Pasaje del texto -
=-=-=

Parte I
El cerebro reptiliano genesiaco: el asiento de la doble moral de los humanos
“La explicación materialista y biológica de la naturaleza humana y de la mente da miedo”.
Steven Pinker: psicólogo evolucionista – Universidad de Harvard.
Por Stevenson Marulanda Plata – Presidente del Colegio Médico Colombiano
Eva, nuestra mamá bíblica.
A la izquierda, la mitad de la grey humana en ese exactísimo y excitante instante de la historia sagrada, que yo estudié con tanta devoción cristiana en primaria y bachillerato, hoy expulsada del paraíso educativo colombiano junto con cívica, urbanidad, historia, geografía y filosofía, sucumbe a la empática engañifa. El mañoso reptante la seduce, narra el primer libro del Antiguo Testamento, Génesis 3. Ella, por orden mental de las neuronas que gobiernan el movimiento muscular instaladas en su hemisferio cerebral derecho, estira su brazo izquierdo con su mano abierta, dispuestos a recibir el fruto prohibido. Pero, fueron las neuronas de la parte más baja de su cerebro, el objeto de este ensayo, valga decir, el cerebro reptiliano humano, ahora el de Eva, las que le obligaron a extender la mano, y, en últimas, las directas responsables de que ella pecara e hiciera pecar a su marido.

=-=-=

Registros del conjunto de datos -
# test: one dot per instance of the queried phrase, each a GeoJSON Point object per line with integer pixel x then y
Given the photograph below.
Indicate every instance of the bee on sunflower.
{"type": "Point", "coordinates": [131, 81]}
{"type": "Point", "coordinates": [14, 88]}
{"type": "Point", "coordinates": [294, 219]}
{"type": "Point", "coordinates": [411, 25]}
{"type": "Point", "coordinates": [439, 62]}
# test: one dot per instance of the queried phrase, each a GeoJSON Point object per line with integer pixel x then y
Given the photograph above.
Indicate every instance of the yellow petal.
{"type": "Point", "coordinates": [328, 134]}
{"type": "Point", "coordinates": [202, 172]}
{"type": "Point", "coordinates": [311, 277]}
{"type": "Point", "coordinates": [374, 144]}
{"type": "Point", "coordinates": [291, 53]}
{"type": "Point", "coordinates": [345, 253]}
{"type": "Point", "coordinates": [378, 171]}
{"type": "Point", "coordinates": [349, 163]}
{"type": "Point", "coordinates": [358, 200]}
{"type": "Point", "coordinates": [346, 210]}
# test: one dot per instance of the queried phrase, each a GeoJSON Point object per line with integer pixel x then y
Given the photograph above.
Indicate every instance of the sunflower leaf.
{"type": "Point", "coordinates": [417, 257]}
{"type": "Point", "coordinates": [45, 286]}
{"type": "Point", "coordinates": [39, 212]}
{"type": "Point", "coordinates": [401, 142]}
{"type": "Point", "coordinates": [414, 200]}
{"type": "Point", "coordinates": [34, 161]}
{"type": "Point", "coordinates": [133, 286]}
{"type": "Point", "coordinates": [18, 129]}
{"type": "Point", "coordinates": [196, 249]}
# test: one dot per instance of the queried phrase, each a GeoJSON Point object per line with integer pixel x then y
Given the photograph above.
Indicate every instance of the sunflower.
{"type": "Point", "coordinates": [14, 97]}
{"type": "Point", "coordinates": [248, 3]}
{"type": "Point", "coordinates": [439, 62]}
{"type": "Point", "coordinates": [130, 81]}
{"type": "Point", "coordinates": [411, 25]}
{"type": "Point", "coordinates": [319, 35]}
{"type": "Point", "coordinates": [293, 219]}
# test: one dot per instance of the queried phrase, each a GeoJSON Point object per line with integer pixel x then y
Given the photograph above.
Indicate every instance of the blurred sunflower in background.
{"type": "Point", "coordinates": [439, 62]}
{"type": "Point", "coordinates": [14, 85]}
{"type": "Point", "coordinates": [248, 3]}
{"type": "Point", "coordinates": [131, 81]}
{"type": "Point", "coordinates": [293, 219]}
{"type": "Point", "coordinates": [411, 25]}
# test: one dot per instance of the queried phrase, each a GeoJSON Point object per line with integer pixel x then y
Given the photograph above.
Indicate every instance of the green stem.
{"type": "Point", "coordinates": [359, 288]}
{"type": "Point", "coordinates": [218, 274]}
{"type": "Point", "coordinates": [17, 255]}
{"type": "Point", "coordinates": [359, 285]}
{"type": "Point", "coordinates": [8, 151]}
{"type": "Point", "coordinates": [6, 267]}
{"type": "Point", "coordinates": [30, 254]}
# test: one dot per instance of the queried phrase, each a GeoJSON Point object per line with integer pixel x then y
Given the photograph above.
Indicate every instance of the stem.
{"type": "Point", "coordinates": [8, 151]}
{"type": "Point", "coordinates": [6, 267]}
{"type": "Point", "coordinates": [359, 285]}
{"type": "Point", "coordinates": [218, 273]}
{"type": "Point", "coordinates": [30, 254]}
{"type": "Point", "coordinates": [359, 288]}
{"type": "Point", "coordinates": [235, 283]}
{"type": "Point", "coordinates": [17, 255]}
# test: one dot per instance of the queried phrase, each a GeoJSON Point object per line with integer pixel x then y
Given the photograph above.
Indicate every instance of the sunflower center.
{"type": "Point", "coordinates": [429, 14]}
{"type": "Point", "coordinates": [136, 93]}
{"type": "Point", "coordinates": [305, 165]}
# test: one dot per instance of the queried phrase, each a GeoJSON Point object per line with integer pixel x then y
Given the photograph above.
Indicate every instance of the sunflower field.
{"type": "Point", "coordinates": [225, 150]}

=-=-=

Tarea 1 -
Reproduce textualmente el fragmento del ensayo sobre el cerebro reptiliano que empieza con las palabras "A la izquierda, la" y termina con "a su marido.".
Tarea 2 -
Prosigue el ensayo sobre el cerebro reptiliano a partir de su última oración.

Respuesta 1 -
A la izquierda, la mitad de la grey humana en ese exactísimo y excitante instante de la historia sagrada, que yo estudié con tanta devoción cristiana en primaria y bachillerato, hoy expulsada del paraíso educativo colombiano junto con cívica, urbanidad, historia, geografía y filosofía, sucumbe a la empática engañifa. El mañoso reptante la seduce, narra el primer libro del Antiguo Testamento, Génesis 3. Ella, por orden mental de las neuronas que gobiernan el movimiento muscular instaladas en su hemisferio cerebral derecho, estira su brazo izquierdo con su mano abierta, dispuestos a recibir el fruto prohibido. Pero, fueron las neuronas de la parte más baja de su cerebro, el objeto de este ensayo, valga decir, el cerebro reptiliano humano, ahora el de Eva, las que le obligaron a extender la mano, y, en últimas, las directas responsables de que ella pecara e hiciera pecar a su marido.

Respuesta 2 -
Adán, la otra mitad del rebaño humano.
El primer marido sumiso de este mundo, apenas acabado de hacer, con la mano derecha atragantada en su propia manzana, la otra, abierta y posada en sus vergonzantes y dóciles carnes venéreas, y sus ojos bien abiertos, como los de José cuando, oculto tras un muro de Jerusalén, oía a los soldados de Herodes disponerse para la matanza de niños recién nacidos en Belén, escucha la conversación de su mujer con el ofidio. Este ojón semblante, el del primer padre del mundo, da la impresión como si confiara más en su retina, su nervio óptico y las neuronas cerebrales de la vista, bien ubicadas en el polo posterior de su cerebro occipital, que en las neuronas que Dios le metió en el caracolito de su oído interno llamado cóclea, que es el que traduce la voz en palabras. Así, expectante, espera el fatal desenlace.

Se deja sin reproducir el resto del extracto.